**What you need to do:**
The required output is the line that contains "dark jacket in the photo above." plus every line after it in the listing below, copied exactly as it appears.

===== Input for this task =====

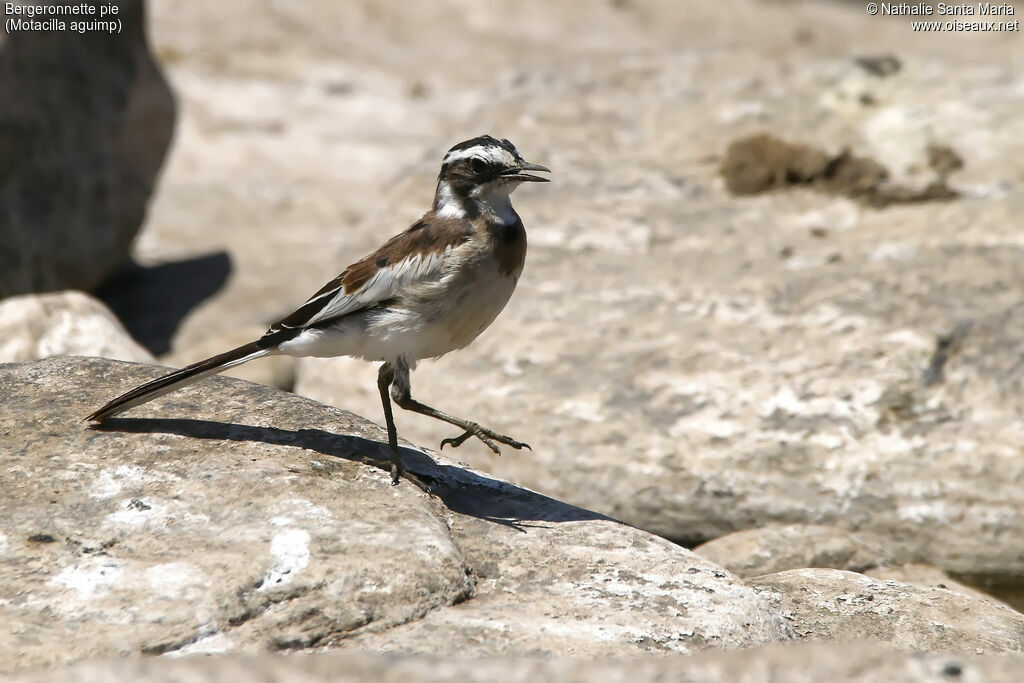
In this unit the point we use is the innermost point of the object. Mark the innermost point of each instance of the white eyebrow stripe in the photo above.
(485, 152)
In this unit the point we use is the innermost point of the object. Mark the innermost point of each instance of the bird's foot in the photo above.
(487, 436)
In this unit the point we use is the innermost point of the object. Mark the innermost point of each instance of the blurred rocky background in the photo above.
(772, 312)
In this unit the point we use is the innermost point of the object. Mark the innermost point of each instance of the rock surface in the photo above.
(278, 371)
(40, 326)
(772, 549)
(230, 516)
(803, 663)
(686, 360)
(830, 604)
(80, 151)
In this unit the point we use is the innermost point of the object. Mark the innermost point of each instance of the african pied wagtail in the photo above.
(427, 291)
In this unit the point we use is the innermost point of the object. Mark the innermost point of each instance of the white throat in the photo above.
(494, 200)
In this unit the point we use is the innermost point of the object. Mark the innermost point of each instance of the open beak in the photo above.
(517, 173)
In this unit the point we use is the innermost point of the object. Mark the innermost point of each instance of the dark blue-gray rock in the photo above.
(85, 121)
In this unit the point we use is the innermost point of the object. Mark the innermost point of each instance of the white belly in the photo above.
(437, 318)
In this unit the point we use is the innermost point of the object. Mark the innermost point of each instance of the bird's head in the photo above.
(479, 174)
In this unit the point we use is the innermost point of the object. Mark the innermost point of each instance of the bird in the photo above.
(429, 290)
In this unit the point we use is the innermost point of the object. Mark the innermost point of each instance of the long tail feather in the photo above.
(178, 379)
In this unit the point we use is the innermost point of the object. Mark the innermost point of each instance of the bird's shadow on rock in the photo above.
(460, 489)
(152, 301)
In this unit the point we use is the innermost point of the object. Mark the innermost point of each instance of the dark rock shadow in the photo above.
(152, 301)
(462, 491)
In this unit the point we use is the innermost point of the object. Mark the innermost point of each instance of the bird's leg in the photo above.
(384, 379)
(401, 393)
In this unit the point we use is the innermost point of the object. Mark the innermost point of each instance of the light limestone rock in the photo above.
(232, 517)
(800, 663)
(777, 548)
(275, 371)
(830, 604)
(681, 358)
(40, 326)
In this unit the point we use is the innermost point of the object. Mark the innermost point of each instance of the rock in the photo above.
(276, 371)
(924, 574)
(40, 326)
(772, 549)
(87, 120)
(830, 604)
(800, 663)
(669, 369)
(232, 517)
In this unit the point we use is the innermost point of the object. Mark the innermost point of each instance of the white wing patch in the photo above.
(384, 285)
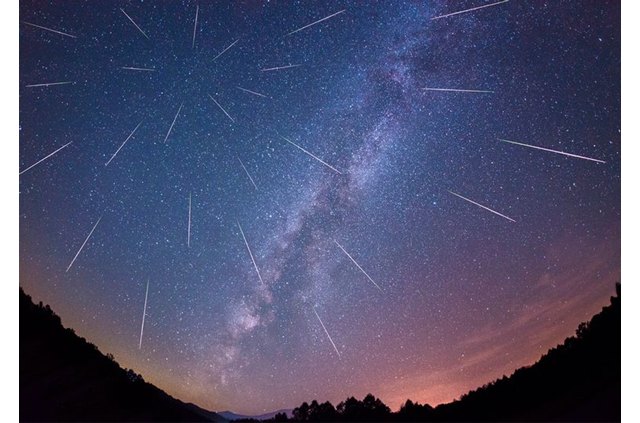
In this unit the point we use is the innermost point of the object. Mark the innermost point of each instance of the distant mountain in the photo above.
(65, 378)
(578, 381)
(231, 416)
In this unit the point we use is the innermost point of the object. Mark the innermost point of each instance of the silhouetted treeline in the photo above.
(65, 378)
(576, 381)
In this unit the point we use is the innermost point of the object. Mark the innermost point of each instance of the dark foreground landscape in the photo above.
(65, 378)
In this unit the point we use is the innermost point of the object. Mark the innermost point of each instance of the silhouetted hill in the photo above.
(577, 381)
(65, 378)
(231, 416)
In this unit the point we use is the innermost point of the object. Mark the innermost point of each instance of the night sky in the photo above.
(453, 295)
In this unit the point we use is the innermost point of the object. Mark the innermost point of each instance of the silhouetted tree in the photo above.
(301, 413)
(280, 417)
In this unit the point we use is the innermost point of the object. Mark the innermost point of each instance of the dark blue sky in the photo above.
(465, 295)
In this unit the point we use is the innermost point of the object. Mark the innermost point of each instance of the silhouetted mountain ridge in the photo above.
(576, 381)
(65, 378)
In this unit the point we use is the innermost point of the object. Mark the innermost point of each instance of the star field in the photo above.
(459, 296)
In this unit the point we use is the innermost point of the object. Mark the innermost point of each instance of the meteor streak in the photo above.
(317, 22)
(174, 122)
(144, 312)
(83, 244)
(195, 25)
(49, 29)
(222, 52)
(135, 24)
(250, 253)
(138, 69)
(47, 84)
(247, 172)
(306, 152)
(44, 158)
(252, 92)
(280, 67)
(356, 263)
(125, 141)
(189, 225)
(221, 108)
(470, 10)
(457, 90)
(484, 207)
(552, 151)
(325, 331)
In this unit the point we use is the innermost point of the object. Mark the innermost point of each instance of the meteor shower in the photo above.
(319, 210)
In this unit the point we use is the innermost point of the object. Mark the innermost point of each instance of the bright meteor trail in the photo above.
(280, 67)
(48, 84)
(470, 10)
(552, 151)
(144, 313)
(327, 332)
(222, 52)
(83, 244)
(356, 263)
(250, 253)
(44, 158)
(317, 22)
(125, 141)
(173, 123)
(484, 207)
(135, 24)
(309, 154)
(49, 29)
(455, 90)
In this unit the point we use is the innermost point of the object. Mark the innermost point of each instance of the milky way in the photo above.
(321, 165)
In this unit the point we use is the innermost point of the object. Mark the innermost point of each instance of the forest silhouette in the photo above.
(65, 378)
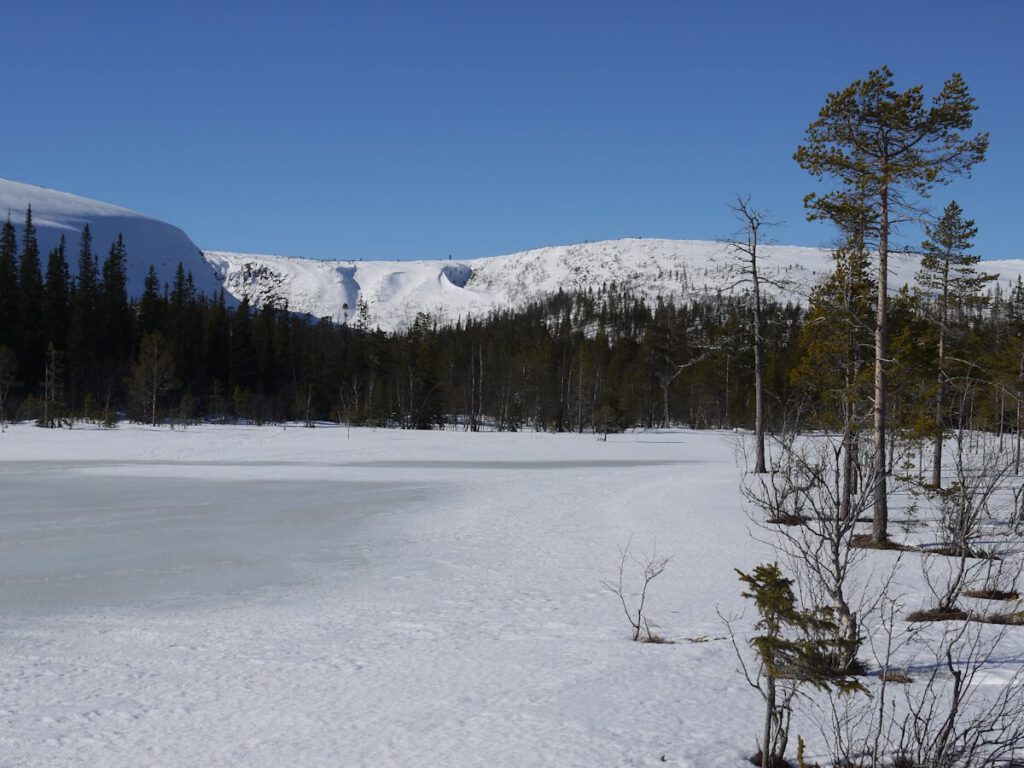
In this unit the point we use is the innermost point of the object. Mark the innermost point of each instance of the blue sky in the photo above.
(417, 130)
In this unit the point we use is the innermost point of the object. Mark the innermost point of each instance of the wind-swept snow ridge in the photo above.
(148, 241)
(396, 291)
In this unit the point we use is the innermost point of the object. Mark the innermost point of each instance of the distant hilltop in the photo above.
(148, 241)
(394, 292)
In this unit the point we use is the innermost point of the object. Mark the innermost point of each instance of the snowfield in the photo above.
(260, 596)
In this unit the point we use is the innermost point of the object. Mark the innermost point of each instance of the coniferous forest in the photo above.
(600, 360)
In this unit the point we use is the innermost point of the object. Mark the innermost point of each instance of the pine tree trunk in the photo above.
(769, 717)
(880, 526)
(759, 365)
(937, 448)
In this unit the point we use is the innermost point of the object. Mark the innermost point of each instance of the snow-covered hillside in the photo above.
(396, 291)
(148, 242)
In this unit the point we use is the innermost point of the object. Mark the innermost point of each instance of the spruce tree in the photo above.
(114, 303)
(30, 305)
(84, 335)
(56, 294)
(949, 280)
(8, 285)
(885, 150)
(150, 304)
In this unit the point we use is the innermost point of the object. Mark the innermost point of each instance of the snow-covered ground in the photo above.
(260, 596)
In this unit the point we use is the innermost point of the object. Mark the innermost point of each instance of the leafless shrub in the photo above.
(650, 566)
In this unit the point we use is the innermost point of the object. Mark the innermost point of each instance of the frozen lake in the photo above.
(86, 535)
(260, 597)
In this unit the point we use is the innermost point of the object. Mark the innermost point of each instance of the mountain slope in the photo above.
(148, 241)
(396, 291)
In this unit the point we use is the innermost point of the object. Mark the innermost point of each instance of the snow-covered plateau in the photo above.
(395, 292)
(268, 596)
(148, 242)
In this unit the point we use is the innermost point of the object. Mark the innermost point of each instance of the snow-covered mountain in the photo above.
(396, 291)
(148, 241)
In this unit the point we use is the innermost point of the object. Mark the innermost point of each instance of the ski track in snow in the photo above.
(425, 598)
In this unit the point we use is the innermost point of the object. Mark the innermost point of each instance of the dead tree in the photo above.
(745, 271)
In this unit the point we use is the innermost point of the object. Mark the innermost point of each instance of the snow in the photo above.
(259, 596)
(268, 596)
(396, 291)
(148, 242)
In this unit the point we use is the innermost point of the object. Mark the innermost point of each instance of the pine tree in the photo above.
(885, 150)
(948, 278)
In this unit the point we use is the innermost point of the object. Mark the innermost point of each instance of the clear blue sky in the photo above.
(388, 129)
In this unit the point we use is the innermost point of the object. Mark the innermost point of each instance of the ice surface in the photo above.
(243, 596)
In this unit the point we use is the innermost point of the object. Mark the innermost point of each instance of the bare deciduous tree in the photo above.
(650, 567)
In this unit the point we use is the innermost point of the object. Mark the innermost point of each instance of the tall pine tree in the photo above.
(886, 150)
(949, 280)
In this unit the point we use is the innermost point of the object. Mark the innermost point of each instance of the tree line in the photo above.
(598, 360)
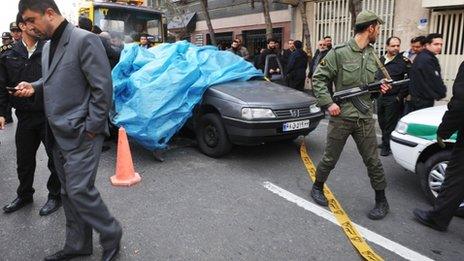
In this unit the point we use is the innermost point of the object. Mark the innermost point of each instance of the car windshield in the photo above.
(131, 23)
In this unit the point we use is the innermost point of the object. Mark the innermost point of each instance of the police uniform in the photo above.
(349, 66)
(17, 65)
(452, 193)
(390, 105)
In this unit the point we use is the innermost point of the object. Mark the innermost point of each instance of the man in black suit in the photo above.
(296, 67)
(23, 63)
(77, 123)
(452, 193)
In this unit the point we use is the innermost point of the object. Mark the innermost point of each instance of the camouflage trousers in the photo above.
(363, 133)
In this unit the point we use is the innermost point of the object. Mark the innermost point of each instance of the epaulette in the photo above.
(6, 48)
(406, 59)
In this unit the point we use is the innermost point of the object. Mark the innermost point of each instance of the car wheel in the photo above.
(432, 177)
(212, 136)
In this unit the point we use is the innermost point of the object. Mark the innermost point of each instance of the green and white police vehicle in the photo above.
(414, 147)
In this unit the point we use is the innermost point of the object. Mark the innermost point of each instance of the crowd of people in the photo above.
(418, 63)
(355, 64)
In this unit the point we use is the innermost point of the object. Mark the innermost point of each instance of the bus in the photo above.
(128, 17)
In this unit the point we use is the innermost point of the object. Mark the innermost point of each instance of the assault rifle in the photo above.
(358, 91)
(353, 93)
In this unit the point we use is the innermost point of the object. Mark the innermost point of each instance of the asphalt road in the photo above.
(192, 207)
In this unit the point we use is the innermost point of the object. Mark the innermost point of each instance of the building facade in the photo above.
(403, 18)
(230, 19)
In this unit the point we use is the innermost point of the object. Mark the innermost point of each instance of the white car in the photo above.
(414, 146)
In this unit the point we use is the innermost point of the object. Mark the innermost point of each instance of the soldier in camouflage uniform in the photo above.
(350, 65)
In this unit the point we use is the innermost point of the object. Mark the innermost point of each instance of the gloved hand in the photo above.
(440, 142)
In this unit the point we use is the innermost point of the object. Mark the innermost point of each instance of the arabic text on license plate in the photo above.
(296, 125)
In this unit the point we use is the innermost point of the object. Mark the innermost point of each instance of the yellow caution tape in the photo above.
(350, 230)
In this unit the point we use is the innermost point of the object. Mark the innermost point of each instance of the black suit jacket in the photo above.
(453, 120)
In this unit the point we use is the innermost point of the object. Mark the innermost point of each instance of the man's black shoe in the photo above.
(50, 206)
(110, 254)
(319, 197)
(105, 148)
(424, 218)
(62, 256)
(379, 211)
(385, 152)
(18, 203)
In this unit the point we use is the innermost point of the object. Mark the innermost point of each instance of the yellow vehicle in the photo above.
(128, 17)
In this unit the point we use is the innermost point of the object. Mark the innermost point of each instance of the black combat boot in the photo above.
(381, 207)
(317, 193)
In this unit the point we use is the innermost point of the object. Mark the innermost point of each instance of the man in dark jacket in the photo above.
(426, 81)
(23, 63)
(296, 68)
(390, 105)
(273, 66)
(452, 192)
(319, 55)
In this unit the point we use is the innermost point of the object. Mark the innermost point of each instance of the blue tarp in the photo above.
(155, 90)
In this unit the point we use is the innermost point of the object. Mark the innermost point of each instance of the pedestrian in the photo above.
(235, 49)
(390, 104)
(144, 41)
(328, 42)
(451, 193)
(296, 67)
(117, 42)
(78, 123)
(285, 55)
(349, 65)
(22, 62)
(273, 67)
(243, 50)
(15, 32)
(113, 57)
(417, 45)
(426, 81)
(319, 55)
(6, 39)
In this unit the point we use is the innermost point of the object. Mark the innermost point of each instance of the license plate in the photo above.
(296, 125)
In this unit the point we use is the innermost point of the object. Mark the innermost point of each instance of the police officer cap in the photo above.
(6, 35)
(14, 26)
(367, 16)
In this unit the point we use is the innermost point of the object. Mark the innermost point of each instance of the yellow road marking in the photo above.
(348, 228)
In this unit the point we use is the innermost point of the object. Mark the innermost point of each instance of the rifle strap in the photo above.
(359, 104)
(381, 66)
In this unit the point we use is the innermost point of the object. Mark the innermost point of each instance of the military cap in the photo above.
(367, 16)
(14, 26)
(6, 35)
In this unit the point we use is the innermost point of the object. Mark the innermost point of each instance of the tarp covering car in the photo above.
(156, 89)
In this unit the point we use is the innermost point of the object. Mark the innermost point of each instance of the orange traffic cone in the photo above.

=====

**Output of the task:**
In this unit the point we use is the innermost point of the object. Mark the innermost point of each instance of the man in dark jacket in the photo above.
(426, 81)
(23, 63)
(296, 68)
(390, 105)
(273, 66)
(452, 192)
(319, 55)
In this unit the point we use is the innermost point of the object. Mark the innermost point of each instance of the blue tarp in the photo above.
(155, 90)
In this unit the point we use is the innermost point of the object. Mark the innermost point of each instance of the pedestrian in the photo above.
(235, 49)
(390, 104)
(144, 41)
(328, 42)
(451, 193)
(296, 67)
(117, 42)
(78, 123)
(285, 55)
(349, 65)
(22, 62)
(273, 67)
(243, 50)
(15, 32)
(113, 57)
(417, 45)
(426, 81)
(319, 55)
(6, 39)
In this unit the point we use is the innermost point of the object. Mark the innermost point of each instance of the license plate in the photo above.
(296, 125)
In this unit the point we use is the innermost point of the object. Mark the innermost point of each instance of the police officer cap in the photo above.
(6, 35)
(14, 26)
(367, 16)
In this unit the point we use is the innermost point of the object. Mark the innermost point of each instance of the yellow road marking in the photo above.
(348, 228)
In this unit the point we use is the innermost point of the object. Mark the innermost point of each instance of the rifle strap in the photo above.
(359, 104)
(381, 66)
In this unit the point we use is the innermost point of the object. Mark the innermost point of each instance of the military cap in the photo above.
(367, 16)
(14, 26)
(6, 35)
In this unit the point we use is the innermost point of the object. Mark the innermost point of each instance of the tarp covering car in the photo above.
(156, 89)
In this unit the point we use is the innermost point of the object. Mark the innermost point of each instance of the orange traffic cone in the photo above.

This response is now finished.